What are the common problems with attic insulation?
Tuesday, June 26, 2018
Homebuyers today are concerned about rising energy costs and always want to know about the level of insulation in a house. One of the first questions they ask us at the beginning of a home inspection is “Are you going to look at the insulation in the attic?” Yes we do, and here’s our “Top 10” list of defects we find:
- Vent baffles at soffit are covered or no vent baffles - When new loose insulation is blown over older batt insulation, sometimes the vent baffles at the soffit get buried. When that happens, you end up with an attic that is less energy efficient than before a second layer of insulation was added. Natural convection air flow from soffit vents up to the roof vents is important in a Florida house, especially in the summer. An attic that is poorly ventilated is immediately recognizable on a hot day by the blast of super-hot air that hits you when you pop the attic access panel.
- No well at attic scuttle opening - A well is a raised barrier, usually plywood or OSB, around the attic access opening to prevent loose insulation from collecting over the access panel. Customers sometimes find it amusing when we open a cover panel at an opening without a well and, for a second, it looks like the inside of a Christmas snow globe. But it won’t be funny when it happens to you. Also, the cover panel inside the well should have a piece of batt insulation attached to it.
- Uneven blown insulation - The big-box home improvement stores rent machines for do-it-yourself blown-in insulation, but homeowners are not always concerned with distributing the material evenly throughout the attic, leaving hills and bald spots.

# Try it:
Please give the material that, according to the attic insulation article, a well around the attic access opening is usually made of.

# Extracted data:
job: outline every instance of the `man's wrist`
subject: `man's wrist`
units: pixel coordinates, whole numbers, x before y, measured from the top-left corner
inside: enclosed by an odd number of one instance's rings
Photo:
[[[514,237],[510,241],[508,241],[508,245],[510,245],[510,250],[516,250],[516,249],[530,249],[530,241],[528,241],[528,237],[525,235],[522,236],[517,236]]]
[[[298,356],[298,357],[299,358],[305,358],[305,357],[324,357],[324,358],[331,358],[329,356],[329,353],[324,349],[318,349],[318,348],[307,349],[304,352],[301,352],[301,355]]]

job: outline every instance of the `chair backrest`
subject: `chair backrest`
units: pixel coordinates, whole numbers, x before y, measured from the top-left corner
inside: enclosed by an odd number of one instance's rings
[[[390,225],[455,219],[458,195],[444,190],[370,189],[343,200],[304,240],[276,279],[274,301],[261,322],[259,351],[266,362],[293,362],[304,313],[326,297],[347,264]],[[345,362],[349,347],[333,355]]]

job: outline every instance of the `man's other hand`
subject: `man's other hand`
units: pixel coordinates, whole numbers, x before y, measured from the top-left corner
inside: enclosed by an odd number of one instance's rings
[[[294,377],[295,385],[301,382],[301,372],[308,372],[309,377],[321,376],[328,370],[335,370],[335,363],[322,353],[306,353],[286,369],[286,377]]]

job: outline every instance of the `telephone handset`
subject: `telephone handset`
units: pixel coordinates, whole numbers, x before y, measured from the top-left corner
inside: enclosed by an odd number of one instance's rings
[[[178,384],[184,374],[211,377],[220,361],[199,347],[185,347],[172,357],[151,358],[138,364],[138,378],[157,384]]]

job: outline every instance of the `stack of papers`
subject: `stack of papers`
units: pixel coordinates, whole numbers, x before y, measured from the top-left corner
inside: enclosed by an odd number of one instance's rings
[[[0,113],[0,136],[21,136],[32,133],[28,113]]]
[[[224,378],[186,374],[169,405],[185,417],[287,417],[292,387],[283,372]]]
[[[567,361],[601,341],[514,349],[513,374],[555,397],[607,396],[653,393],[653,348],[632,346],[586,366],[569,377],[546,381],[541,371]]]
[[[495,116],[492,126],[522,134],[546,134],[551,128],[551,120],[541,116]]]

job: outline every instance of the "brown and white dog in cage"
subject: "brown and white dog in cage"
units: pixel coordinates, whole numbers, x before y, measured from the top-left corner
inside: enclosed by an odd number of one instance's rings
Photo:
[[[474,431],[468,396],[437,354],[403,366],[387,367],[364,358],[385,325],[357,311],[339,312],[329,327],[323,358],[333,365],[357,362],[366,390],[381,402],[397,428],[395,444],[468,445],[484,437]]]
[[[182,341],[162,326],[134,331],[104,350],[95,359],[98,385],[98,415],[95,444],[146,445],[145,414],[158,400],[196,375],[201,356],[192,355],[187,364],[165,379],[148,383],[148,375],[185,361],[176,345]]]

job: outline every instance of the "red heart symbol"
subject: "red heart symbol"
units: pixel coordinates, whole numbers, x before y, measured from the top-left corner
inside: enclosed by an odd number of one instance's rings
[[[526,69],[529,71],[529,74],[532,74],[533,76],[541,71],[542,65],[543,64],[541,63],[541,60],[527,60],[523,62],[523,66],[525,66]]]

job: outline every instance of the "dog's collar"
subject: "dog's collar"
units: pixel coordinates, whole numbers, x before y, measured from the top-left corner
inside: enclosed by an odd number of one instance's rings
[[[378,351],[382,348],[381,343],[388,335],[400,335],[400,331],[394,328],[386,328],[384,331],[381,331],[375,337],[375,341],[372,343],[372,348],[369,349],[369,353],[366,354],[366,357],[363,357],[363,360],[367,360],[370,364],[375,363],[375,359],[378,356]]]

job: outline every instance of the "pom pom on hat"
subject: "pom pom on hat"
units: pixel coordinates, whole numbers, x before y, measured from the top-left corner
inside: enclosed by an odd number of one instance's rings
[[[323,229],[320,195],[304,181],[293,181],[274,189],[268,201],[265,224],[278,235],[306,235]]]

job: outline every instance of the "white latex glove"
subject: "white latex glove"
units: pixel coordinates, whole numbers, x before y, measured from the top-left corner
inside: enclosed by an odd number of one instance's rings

# Your response:
Plywood or OSB.